## [STATED EXERCISE 1]
How would you render this sentence from the Orange County soundtrack article in Spanish: "The album peaked at number 62 on the Billboard 200, and at number 6 on the Top Soundtracks chart."
## [STATED EXERCISE 2]
Return the stretch of the Orange County soundtrack article from "Singles from Orange" through "Top Soundtracks chart.", word for word.

## [EXCERPT]
Soundtrack album by Various Artists
- Released: December 18, 2001
- Length: 55:17
- Label: Columbia; Sony Music Soundtrax;

Singles from Orange County: The Soundtrack
- "Defy You" Released: December 18, 2001; "The One" Released: March 18, 2002;

= Orange County (soundtrack) =

Orange County The Soundtrack is the soundtrack to the 2002 film of the same name starring Jack Black and Colin Hanks. The album features new releases by Foo Fighters ("The One") and The Offspring ("Defy You") along with songs by Crazy Town and Brian Wilson, among others. The first pressings had an extra album with four songs by up-and-coming artists. The album peaked at number 62 on the Billboard 200, and at number 6 on the Top Soundtracks chart.

## [LISTING]
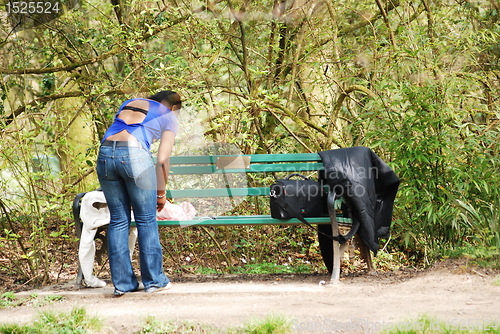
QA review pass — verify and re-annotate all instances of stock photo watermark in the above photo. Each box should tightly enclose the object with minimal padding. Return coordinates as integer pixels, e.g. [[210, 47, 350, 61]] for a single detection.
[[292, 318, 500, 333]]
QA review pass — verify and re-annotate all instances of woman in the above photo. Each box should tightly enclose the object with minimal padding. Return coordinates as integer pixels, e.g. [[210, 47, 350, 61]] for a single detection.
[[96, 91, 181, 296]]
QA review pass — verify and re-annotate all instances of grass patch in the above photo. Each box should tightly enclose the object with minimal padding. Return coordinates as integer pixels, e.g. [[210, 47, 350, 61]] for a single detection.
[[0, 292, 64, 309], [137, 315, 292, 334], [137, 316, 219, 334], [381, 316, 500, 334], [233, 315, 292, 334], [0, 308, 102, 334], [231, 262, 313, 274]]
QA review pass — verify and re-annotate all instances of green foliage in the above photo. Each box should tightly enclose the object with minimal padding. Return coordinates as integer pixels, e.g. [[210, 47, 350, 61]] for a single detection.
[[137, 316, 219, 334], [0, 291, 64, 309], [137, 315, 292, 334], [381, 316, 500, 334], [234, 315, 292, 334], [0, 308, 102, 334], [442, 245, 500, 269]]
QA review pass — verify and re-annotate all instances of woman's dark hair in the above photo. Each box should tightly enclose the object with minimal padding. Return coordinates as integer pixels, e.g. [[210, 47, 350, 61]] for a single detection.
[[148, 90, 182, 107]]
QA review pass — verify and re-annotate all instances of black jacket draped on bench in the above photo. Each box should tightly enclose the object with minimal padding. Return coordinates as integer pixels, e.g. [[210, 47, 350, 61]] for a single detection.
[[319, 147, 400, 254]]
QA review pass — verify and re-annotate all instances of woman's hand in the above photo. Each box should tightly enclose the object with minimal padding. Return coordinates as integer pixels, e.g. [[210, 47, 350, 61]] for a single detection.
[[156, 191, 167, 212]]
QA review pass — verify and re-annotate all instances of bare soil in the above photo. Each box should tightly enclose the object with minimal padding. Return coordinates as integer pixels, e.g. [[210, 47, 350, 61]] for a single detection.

## [CORRECT OUTPUT 1]
El álbum alcanzó el puesto 62 en el Billboard 200 y el puesto 6 en la lista Top Soundtracks.

## [CORRECT OUTPUT 2]
Singles from Orange County: The Soundtrack
- "Defy You" Released: December 18, 2001; "The One" Released: March 18, 2002;

= Orange County (soundtrack) =

Orange County The Soundtrack is the soundtrack to the 2002 film of the same name starring Jack Black and Colin Hanks. The album features new releases by Foo Fighters ("The One") and The Offspring ("Defy You") along with songs by Crazy Town and Brian Wilson, among others. The first pressings had an extra album with four songs by up-and-coming artists. The album peaked at number 62 on the Billboard 200, and at number 6 on the Top Soundtracks chart.